• _Job_:
Extract the data exactly, missing nothing.

========================================================================

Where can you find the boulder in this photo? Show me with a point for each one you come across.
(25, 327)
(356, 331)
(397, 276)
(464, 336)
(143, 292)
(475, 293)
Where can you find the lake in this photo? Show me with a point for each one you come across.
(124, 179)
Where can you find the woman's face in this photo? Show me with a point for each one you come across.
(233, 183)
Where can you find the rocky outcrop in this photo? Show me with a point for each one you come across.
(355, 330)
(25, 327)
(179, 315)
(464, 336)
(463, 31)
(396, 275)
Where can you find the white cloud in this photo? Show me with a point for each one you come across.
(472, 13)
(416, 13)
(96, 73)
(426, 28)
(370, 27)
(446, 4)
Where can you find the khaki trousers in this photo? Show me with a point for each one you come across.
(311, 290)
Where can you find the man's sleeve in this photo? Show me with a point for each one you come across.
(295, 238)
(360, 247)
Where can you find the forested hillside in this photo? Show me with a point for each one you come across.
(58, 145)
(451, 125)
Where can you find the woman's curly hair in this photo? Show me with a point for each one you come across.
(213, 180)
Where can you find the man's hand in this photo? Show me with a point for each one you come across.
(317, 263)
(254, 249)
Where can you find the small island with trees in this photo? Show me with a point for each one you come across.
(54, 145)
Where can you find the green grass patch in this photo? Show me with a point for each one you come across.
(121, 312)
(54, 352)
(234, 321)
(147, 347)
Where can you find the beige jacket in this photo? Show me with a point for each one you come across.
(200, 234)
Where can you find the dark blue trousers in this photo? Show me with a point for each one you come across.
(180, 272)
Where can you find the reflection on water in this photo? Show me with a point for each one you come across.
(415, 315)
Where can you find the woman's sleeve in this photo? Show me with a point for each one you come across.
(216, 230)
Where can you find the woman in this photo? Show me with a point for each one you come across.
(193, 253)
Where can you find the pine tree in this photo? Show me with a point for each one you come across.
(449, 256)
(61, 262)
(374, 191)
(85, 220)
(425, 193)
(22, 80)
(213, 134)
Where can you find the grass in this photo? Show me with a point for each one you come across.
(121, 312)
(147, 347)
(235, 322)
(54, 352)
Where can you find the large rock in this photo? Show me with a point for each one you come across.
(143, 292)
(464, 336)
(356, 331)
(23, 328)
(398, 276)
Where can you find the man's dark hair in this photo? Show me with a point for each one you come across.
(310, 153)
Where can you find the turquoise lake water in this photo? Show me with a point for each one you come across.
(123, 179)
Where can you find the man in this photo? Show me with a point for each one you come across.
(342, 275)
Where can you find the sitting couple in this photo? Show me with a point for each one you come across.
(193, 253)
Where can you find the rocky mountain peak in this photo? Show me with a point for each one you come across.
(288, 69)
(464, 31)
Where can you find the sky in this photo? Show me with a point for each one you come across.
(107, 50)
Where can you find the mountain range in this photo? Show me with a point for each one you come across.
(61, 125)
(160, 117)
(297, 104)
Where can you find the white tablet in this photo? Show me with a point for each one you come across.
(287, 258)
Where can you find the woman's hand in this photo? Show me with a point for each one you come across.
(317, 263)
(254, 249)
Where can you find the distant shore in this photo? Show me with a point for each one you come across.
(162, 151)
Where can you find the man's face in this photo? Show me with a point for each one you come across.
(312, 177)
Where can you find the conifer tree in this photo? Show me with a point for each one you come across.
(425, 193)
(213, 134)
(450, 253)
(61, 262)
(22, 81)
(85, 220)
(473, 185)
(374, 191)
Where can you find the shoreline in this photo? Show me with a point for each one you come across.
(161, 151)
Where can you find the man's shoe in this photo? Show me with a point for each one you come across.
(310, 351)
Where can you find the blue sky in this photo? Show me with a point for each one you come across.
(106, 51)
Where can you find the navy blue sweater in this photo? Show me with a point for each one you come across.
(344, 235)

========================================================================

• _Reply_:
Where can you find the boulder in this photo? Show me with a point for each one you come across.
(25, 327)
(356, 331)
(397, 276)
(464, 336)
(143, 292)
(475, 293)
Where can you find the lake in this photo? Show me with a point for each one you come across.
(124, 179)
Where can you find the woman's face in this photo? Show me with a point for each one you come across.
(233, 183)
Where can you find the rocky outcrop in this photo? Show me with a point for each one you come across.
(355, 330)
(25, 327)
(179, 315)
(464, 336)
(463, 31)
(396, 275)
Where can you find the white cloud in this photo? Show me with a point for each one you come across.
(472, 13)
(416, 13)
(96, 73)
(426, 28)
(370, 27)
(446, 4)
Where can you find the khaki trousers in this photo? Show me with a point for each one you come across.
(311, 290)
Where can you find the man's sleeve in this photo? Show me with a point for each one you come across.
(295, 238)
(360, 247)
Where can you find the forested hillside in this photo? Show me with a point for each one you come across.
(58, 145)
(451, 125)
Where can you find the woman's curly hair in this photo? Show me with a point for each one you come across.
(213, 180)
Where can you find the man's hand in this photo? Show me with a point for each one you come across.
(317, 263)
(254, 249)
Where can you find the small island with trees in this photo? Show me with a point for each one you come across.
(54, 145)
Where can you find the green grass patch in this photo? Show me with a point for each one you come across.
(121, 312)
(54, 352)
(234, 321)
(147, 347)
Where can you find the beige jacket in this photo? Show me with a point for each one you come across.
(200, 234)
Where can you find the dark blue trousers in this photo? Show me with a point for each one you come across.
(180, 272)
Where can you find the reflection on water in this photo? Show me with a point for each one you come across.
(415, 315)
Where can you find the woman's sleeve in this photo? Show me with a point for each one you come across.
(216, 230)
Where can you find the woman in this photo? Show me with a point for each one you come across.
(193, 253)
Where can you find the pine tree in this photo? Show me with a point for each one you come across.
(449, 256)
(61, 262)
(374, 191)
(85, 220)
(425, 193)
(22, 80)
(213, 134)
Where can you find the grass in this photo? Show me with a point for each one you come across.
(121, 312)
(147, 347)
(235, 322)
(54, 352)
Where can you find the large rock in this photo? Show me with a point for each one you come across.
(143, 292)
(464, 336)
(356, 331)
(23, 328)
(398, 276)
Where can you find the man's dark hair in this photo? Show me with a point for each one you come across.
(310, 153)
Where can you find the turquoise lake water in this photo? Show me with a point for each one you come across.
(123, 179)
Where can you find the man in this photo? Show me with a point for each one you come across.
(342, 275)
Where can you find the sitting couple in this photo? Show me with a point for each one you come across.
(193, 253)
Where can you find the rocky mountain peak in this photo? Show me with a point for each one you come across.
(288, 69)
(464, 31)
Where can you find the sky in this photo? Show me with a point for each one you come across.
(107, 50)
Where can you find the mountain range in this photo? Show me with a point for each one you come across.
(61, 125)
(160, 117)
(297, 104)
Where can you find the white tablet in this photo? Show me with a point for each one you come across.
(287, 258)
Where can you find the woman's hand in this photo? Show me with a point for each one you come across.
(317, 263)
(254, 249)
Where can you find the distant shore in this photo? Show me with a point for each one you come across.
(162, 151)
Where can you find the man's face in this photo? Show me with a point for each one you come across.
(312, 177)
Where can you find the conifer tree in this photo? Show me with a point for each one you come across.
(425, 193)
(213, 134)
(450, 253)
(61, 262)
(22, 81)
(85, 220)
(473, 185)
(374, 191)
Where can you find the shoreline in this photo? Show me with a point for each one you come across.
(161, 151)
Where can you find the man's shoe in this photo? Show me with a point for each one you come across.
(310, 351)
Where can you find the blue sky in this photo? Show me with a point for each one you come across.
(106, 51)
Where can you find the navy blue sweater in this photo? Show me with a point for each one you come across.
(344, 235)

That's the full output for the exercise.